WORK TASK: Output all of the entries beneath, exactly as written.

SUPPLIED DATA:

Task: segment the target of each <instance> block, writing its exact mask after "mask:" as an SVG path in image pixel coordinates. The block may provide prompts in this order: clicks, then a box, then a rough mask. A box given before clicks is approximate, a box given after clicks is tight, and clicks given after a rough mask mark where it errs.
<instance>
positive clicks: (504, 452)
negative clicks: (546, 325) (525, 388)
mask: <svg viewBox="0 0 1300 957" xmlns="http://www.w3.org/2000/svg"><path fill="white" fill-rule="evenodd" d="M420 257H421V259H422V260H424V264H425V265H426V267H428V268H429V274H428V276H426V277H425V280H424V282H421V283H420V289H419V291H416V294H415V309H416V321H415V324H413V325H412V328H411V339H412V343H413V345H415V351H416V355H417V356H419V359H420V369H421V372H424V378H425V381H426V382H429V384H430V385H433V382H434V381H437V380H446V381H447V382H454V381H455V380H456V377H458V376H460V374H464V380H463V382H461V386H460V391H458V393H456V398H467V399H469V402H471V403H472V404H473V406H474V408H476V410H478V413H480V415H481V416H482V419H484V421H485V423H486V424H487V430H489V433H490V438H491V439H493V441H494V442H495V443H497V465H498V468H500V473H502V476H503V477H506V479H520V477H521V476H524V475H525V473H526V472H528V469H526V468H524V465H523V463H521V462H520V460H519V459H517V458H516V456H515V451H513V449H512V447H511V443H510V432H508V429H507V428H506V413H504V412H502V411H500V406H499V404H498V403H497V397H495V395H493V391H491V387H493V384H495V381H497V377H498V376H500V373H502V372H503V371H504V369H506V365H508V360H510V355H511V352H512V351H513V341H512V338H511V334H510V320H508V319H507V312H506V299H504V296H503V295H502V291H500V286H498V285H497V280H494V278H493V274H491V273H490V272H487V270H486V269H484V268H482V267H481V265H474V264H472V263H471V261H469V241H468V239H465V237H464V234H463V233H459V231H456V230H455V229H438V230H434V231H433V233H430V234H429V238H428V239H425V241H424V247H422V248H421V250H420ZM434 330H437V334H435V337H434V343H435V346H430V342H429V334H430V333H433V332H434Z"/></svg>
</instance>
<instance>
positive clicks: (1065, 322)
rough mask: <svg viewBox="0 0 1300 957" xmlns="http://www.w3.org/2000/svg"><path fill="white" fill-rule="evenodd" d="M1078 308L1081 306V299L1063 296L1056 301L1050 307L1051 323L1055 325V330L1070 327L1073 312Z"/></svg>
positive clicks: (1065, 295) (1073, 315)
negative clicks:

COMPLETED EXERCISE:
Task: segment the target of each <instance> block, writing its exact mask after "mask:" as an SVG path in image pixel coordinates. The block may provide prompts in this order: clicks, then a box, then a rough mask. A box given before clicks is approximate, a box given after clicks is tight, and clicks given after a rough mask mark where it errs.
<instance>
positive clicks: (504, 452)
negative clicks: (546, 325) (525, 388)
mask: <svg viewBox="0 0 1300 957" xmlns="http://www.w3.org/2000/svg"><path fill="white" fill-rule="evenodd" d="M420 257H421V259H422V260H424V264H425V265H426V267H428V268H429V274H428V276H426V277H425V280H424V282H421V283H420V289H419V291H416V294H415V309H416V321H415V324H413V325H412V328H411V339H412V343H413V345H415V351H416V355H417V356H419V359H420V369H421V372H424V378H425V381H426V382H429V384H430V385H433V382H434V381H437V380H446V381H447V382H454V381H455V380H456V377H458V376H460V374H464V380H463V382H461V386H460V391H458V393H456V398H467V399H469V402H471V403H472V404H473V406H474V408H476V410H478V413H480V415H481V416H482V419H484V421H485V423H486V424H487V430H489V433H490V438H491V439H493V441H494V442H495V443H497V465H498V468H500V473H502V476H503V477H506V479H520V477H521V476H524V475H525V473H526V472H528V469H526V468H524V465H523V463H521V462H520V460H519V459H517V458H516V456H515V451H513V449H512V447H511V443H510V432H508V429H507V428H506V413H504V412H502V411H500V406H499V404H498V403H497V397H495V395H493V391H491V387H493V384H495V381H497V377H498V376H500V373H502V372H503V371H504V369H506V365H508V360H510V355H511V352H512V351H513V341H512V338H511V334H510V320H508V319H507V312H506V299H504V296H503V295H502V291H500V286H498V285H497V280H494V278H493V274H491V273H490V272H487V270H486V269H484V268H482V267H481V265H474V264H472V263H471V261H469V241H468V239H465V237H464V234H463V233H459V231H456V230H455V229H438V230H434V231H433V233H430V234H429V238H428V239H425V241H424V247H422V248H421V250H420ZM434 330H437V334H435V337H434V343H435V346H430V342H429V334H430V333H433V332H434Z"/></svg>
</instance>
<instance>
positive clicks: (1065, 322)
rough mask: <svg viewBox="0 0 1300 957" xmlns="http://www.w3.org/2000/svg"><path fill="white" fill-rule="evenodd" d="M1078 308L1081 306V299L1063 296L1056 301L1050 307L1051 323L1055 325V330L1070 327L1073 312Z"/></svg>
positive clicks: (1065, 295) (1073, 315)
negative clicks:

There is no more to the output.